### Zu erledigende Aufgabe
Gib die Einträge unten von der Zeile mit „pole in the" bis einschließlich zum Ende der Einträge erneut wieder, die Anweisungen eingeschlossen. Skaliere dabei alle Koordinaten in den Antworten mit dem Faktor 2 und runde auf ganze Zahlen, Hälften nach oben.
═══ Daten zur Aufgabe ═══
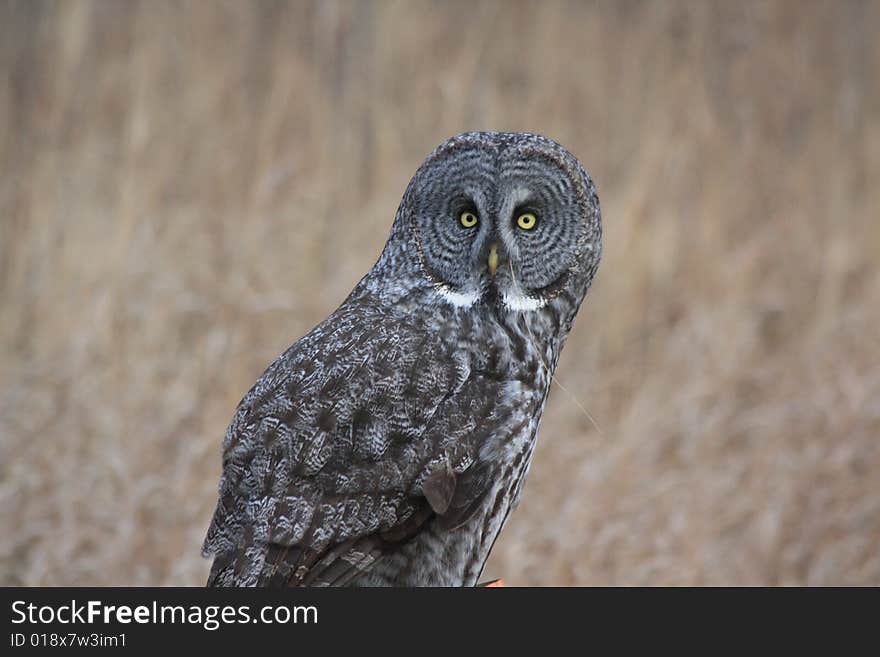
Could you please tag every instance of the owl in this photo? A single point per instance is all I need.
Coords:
(388, 446)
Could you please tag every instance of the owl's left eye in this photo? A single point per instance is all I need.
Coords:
(527, 221)
(468, 219)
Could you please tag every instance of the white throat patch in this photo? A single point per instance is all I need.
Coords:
(522, 302)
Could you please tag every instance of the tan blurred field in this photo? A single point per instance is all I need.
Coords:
(187, 188)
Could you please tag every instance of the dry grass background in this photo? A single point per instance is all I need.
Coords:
(189, 187)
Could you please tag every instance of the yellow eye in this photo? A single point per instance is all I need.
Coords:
(468, 219)
(527, 221)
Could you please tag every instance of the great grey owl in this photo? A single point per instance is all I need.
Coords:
(389, 444)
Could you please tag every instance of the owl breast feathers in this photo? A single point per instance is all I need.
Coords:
(389, 444)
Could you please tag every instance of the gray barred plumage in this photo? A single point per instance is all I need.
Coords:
(389, 444)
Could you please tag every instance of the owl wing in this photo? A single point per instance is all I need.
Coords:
(348, 444)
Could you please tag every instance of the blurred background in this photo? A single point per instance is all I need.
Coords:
(187, 188)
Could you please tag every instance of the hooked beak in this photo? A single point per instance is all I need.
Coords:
(493, 259)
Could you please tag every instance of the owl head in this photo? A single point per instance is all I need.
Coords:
(509, 219)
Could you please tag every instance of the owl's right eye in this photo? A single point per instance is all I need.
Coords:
(468, 219)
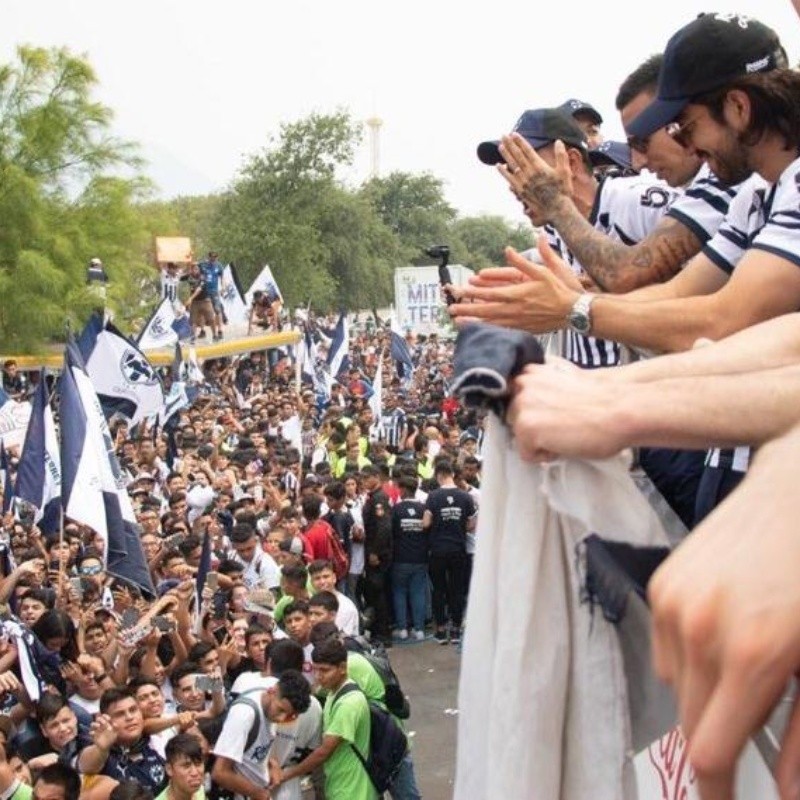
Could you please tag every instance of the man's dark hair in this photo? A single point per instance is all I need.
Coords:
(643, 79)
(65, 777)
(242, 532)
(49, 706)
(130, 790)
(199, 651)
(296, 575)
(253, 629)
(190, 543)
(114, 695)
(444, 468)
(318, 565)
(408, 484)
(326, 600)
(283, 655)
(311, 505)
(184, 744)
(229, 567)
(335, 490)
(296, 607)
(774, 105)
(292, 686)
(179, 673)
(142, 680)
(329, 651)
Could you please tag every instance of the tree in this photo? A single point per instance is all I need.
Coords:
(414, 208)
(55, 151)
(480, 241)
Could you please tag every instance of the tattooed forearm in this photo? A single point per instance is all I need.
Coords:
(621, 268)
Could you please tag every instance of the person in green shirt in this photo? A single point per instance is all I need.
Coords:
(345, 724)
(185, 769)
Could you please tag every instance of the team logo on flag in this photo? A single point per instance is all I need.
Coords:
(136, 369)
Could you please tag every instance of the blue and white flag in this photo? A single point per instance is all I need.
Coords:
(39, 472)
(264, 282)
(14, 419)
(400, 352)
(93, 485)
(338, 360)
(165, 327)
(231, 296)
(5, 478)
(123, 378)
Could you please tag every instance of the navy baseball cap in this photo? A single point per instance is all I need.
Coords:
(611, 154)
(540, 126)
(574, 106)
(703, 56)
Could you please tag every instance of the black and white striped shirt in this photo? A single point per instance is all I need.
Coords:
(626, 210)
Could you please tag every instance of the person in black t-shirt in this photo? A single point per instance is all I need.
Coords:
(449, 514)
(409, 560)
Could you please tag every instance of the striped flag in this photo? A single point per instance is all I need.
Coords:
(338, 360)
(39, 473)
(93, 485)
(124, 380)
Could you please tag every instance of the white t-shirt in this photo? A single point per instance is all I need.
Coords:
(305, 733)
(249, 762)
(347, 616)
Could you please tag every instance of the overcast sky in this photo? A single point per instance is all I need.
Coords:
(200, 84)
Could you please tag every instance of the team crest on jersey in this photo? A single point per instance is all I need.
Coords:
(136, 369)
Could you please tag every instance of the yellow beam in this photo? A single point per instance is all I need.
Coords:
(246, 344)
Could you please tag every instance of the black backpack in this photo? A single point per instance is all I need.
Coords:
(387, 744)
(393, 697)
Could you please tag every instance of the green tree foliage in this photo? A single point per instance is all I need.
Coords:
(480, 241)
(325, 244)
(57, 206)
(414, 208)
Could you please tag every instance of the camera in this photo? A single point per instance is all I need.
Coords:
(441, 251)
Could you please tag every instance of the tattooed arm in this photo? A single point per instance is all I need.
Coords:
(620, 268)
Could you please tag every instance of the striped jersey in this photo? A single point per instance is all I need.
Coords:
(702, 206)
(762, 217)
(626, 210)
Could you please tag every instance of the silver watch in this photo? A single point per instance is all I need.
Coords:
(580, 316)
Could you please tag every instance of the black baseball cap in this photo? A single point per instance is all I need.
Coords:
(573, 106)
(703, 56)
(611, 154)
(541, 127)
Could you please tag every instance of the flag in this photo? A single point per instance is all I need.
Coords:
(376, 399)
(264, 282)
(338, 360)
(401, 353)
(231, 296)
(125, 381)
(5, 477)
(93, 485)
(39, 473)
(14, 419)
(165, 327)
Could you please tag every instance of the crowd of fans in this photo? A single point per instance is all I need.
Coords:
(329, 541)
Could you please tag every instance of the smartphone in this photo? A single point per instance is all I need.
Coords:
(220, 604)
(130, 616)
(207, 684)
(175, 540)
(164, 625)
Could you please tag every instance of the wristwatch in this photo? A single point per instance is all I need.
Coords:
(580, 315)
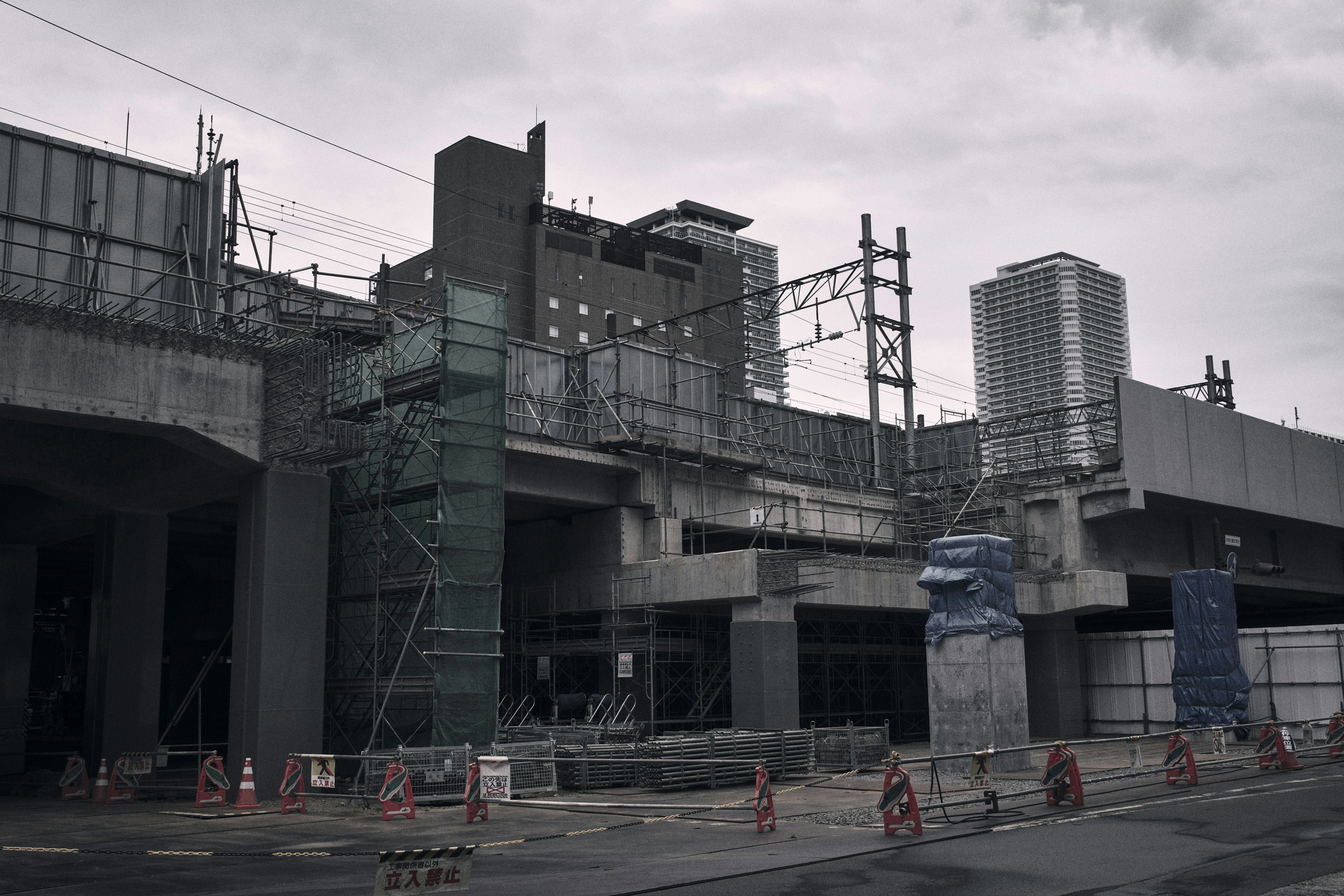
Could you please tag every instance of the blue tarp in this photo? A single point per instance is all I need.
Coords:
(1209, 684)
(971, 588)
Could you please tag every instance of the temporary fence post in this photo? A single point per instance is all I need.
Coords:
(1335, 737)
(1062, 777)
(898, 804)
(1179, 753)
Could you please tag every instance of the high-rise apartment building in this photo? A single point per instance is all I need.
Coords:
(1050, 332)
(766, 369)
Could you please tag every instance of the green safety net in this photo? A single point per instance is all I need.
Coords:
(471, 515)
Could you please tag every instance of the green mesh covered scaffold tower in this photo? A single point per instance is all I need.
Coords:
(471, 516)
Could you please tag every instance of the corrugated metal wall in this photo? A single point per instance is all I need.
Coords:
(84, 224)
(1127, 676)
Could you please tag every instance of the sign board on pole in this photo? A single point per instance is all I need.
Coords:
(495, 777)
(324, 771)
(1136, 755)
(980, 769)
(427, 871)
(138, 766)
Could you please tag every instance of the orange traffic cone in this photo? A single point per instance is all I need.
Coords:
(246, 789)
(100, 785)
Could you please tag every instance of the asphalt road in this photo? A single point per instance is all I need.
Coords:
(1240, 833)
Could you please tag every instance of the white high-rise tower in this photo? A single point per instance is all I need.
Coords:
(1051, 332)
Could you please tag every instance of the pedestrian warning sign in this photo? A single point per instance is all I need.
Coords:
(324, 771)
(424, 871)
(495, 777)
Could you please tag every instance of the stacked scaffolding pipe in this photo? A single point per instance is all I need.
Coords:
(783, 753)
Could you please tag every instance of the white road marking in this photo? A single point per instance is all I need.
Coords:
(1241, 793)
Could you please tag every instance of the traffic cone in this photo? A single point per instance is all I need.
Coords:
(246, 789)
(100, 785)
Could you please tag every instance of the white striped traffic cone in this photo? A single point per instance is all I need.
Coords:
(246, 789)
(100, 786)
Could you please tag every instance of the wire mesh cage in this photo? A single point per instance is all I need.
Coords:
(851, 747)
(529, 778)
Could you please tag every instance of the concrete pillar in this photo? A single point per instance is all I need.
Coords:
(280, 622)
(978, 696)
(764, 663)
(126, 636)
(18, 594)
(1054, 683)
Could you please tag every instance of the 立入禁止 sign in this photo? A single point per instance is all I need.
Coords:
(495, 777)
(424, 871)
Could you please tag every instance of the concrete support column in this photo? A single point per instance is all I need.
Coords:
(18, 593)
(978, 696)
(764, 643)
(280, 622)
(1054, 678)
(126, 636)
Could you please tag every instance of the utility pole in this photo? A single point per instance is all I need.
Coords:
(870, 316)
(906, 362)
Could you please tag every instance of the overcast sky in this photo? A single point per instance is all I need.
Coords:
(1191, 147)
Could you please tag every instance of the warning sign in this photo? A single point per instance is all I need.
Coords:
(324, 773)
(1136, 755)
(433, 874)
(495, 777)
(980, 769)
(136, 766)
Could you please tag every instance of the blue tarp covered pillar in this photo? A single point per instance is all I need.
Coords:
(978, 678)
(1209, 684)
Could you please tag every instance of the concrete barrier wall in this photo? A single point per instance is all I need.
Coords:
(1191, 449)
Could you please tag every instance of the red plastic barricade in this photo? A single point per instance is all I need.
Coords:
(764, 801)
(121, 789)
(898, 805)
(1062, 777)
(211, 786)
(396, 796)
(476, 808)
(75, 780)
(291, 785)
(1273, 751)
(1181, 761)
(1335, 737)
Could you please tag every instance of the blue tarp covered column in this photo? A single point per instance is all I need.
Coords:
(978, 678)
(971, 588)
(1209, 684)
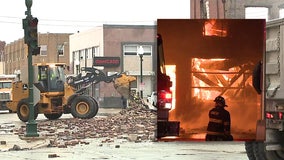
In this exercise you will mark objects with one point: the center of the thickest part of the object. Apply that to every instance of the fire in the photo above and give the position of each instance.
(171, 71)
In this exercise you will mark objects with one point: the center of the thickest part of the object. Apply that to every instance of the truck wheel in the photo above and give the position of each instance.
(23, 110)
(82, 107)
(259, 150)
(249, 150)
(53, 116)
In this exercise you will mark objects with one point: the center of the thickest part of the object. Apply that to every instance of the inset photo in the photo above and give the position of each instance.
(207, 82)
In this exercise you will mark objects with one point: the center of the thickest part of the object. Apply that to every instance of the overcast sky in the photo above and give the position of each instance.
(70, 16)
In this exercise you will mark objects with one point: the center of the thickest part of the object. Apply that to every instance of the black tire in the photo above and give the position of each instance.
(83, 107)
(249, 150)
(259, 150)
(53, 116)
(96, 107)
(275, 155)
(23, 110)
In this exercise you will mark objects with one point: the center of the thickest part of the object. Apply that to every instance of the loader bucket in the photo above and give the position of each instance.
(122, 84)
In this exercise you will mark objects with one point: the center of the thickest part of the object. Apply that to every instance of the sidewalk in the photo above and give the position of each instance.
(10, 141)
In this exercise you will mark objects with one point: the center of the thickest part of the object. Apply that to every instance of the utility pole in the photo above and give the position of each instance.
(31, 39)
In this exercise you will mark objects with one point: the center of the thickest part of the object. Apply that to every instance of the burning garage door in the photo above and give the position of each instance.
(212, 58)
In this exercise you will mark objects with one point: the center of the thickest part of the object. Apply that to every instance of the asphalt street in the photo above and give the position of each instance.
(99, 148)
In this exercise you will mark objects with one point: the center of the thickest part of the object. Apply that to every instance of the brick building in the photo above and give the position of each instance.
═══
### Antwort
In this exercise you will mark objects with one point: the center of the thickest part of the object. Apply that to every instance of the utility pole in the photo above and give the position of each instance.
(62, 78)
In this exercise you will mark objects with one point: the center of the thickest part of the object. Apply that to every instance of the burning garage door in the photo above and give the position of each instance.
(424, 116)
In this exercise you will mark objects with one point: the center of the thickest part of the object. Apply that to every instance of the asphalt street in the photo above and give the position of each instance.
(198, 296)
In this exercise you will mark objects with one point: the center of the thickest part of the object. Apply that to every instance of the brick building in the photo above and give the position of each instance.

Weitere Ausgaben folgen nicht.